• **Extract**:
When it was cleaned in the 1980s, Masaccio's fresco of The Expulsion (1426–1427) lost the added fig leaves.

The Expulsion from the Garden of Eden, depicts a distressed Adam and Eve, chased from the garden by a threatening angel. Adam covers his entire face to express his shame, while Eve's shame requires her to cover certain areas of her body. The fresco had a huge influence on Michelangelo and his work. Another major work is The Tribute Money in which Jesus and the Apostles are depicted as neo-classical archetypes. Scholars have often noted that the shadows of the figures all fall away from the chapel window, as if the figures are lit by it; this is an added stroke of verisimilitude and further tribute to Masaccio's innovative genius. In the Resurrection of the Son of Theophilus, he painted a pavement in perspective, framed by large buildings to obtain a three-dimensional space in which the figures are placed proportionate to their surroundings. In this he was a pioneer in applying the newly discovered rules of perspective.

In September 1425 Masolino left the work and went to Hungary. It is not known if this was because of money quarrels with Felice or an artistic divergence with Masaccio. It has also been supposed that Masolino planned this trip from the very beginning, and needed a close collaborator who could continue the work after his departure. But Masaccio left the frescoes unfinished in 1426 in order to respond to other commissions, probably coming from the same patron. However, it has also been suggested that the declining finances of Felice Brancacci were insufficient to pay for any further work, so the painter sought work elsewhere.

• **Work task 1**: According to the passage on Masaccio's frescoes, when did Masolino leave the work, and where did he go?
• **Work task 2**: Do these statements agree with the passage on Masaccio's frescoes? Answer yes or no for each, quoting the deciding words. (a) Adam hides his whole face in The Expulsion. (b) The figures' shadows fall toward the chapel window. (c) Masaccio completed the frescoes in 1426.
• **Work task 3**: Can you carry the passage on Masaccio's frescoes forward from its last sentence?

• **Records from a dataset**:
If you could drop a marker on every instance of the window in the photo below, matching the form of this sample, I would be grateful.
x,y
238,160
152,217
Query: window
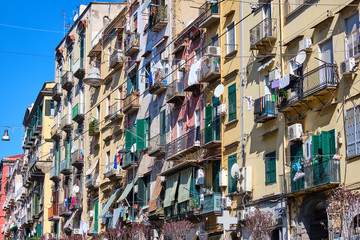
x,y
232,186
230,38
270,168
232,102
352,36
--
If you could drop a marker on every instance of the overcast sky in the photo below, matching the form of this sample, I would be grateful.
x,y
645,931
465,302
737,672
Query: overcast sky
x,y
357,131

• **Task result 1**: He left in September 1425 and went to Hungary.

• **Task result 2**:
(a) Yes: "Adam covers his entire face to express his shame"
(b) No: "the shadows of the figures all fall away from the chapel window"
(c) No: "Masaccio left the frescoes unfinished in 1426"

• **Task result 3**:
Raising of the Son of Theophilus of Antioch

Masaccio returned in 1427 to work again in the Carmine, beginning the Resurrection of the Son of Theophilus, but apparently left it, too, unfinished, though it has also been suggested that the painting was severely damaged later in the century because it contained portraits of the Brancacci family, at that time excoriated as enemies of the Medici.[13] This painting was either restored or completed more than fifty years later by Filippino Lippi. Some of the scenes completed by Masaccio and Masolino were lost in a fire in 1771; we know about them only through Vasari's biography. The surviving parts were extensively blackened by smoke. In the twentieth century, the removal of marble slabs covering two areas of the paintings revealed the original appearance of the work.[14]

Pisa Altarpiece

On February 19, 1426, Masaccio was commissioned by Giuliano di Colino degli Scarsi da San Giusto, for the sum of 80 florins, to paint a major altarpiece, the Pisa Altarpiece, for his chapel in the church of Santa Maria del Carmine in Pisa. The work was dismantled and dispersed in the 18th century, and only eleven of about twenty original panels have been rediscovered in various collections around the world.[15] The central panel of the altarpiece (The Madonna and Child) is now in the National Gallery, London. Although it is very damaged, the work features a sculptural and human Madonna as well as a convincing perspectival depiction of her throne. Masaccio probably worked on it entirely in Pisa, shuttling back and forth to Florence, where he was still working on the Brancacci Chapel. In these years, Donatello was also working in Pisa at a monument for Cardinal Rinaldo Brancacci, to be sent to Naples. It is suggested that Masaccio's first ventures in plasticity and perspective were based on Donatello's sculpture, before he could study Brunelleschi's more scientific approach to perspective.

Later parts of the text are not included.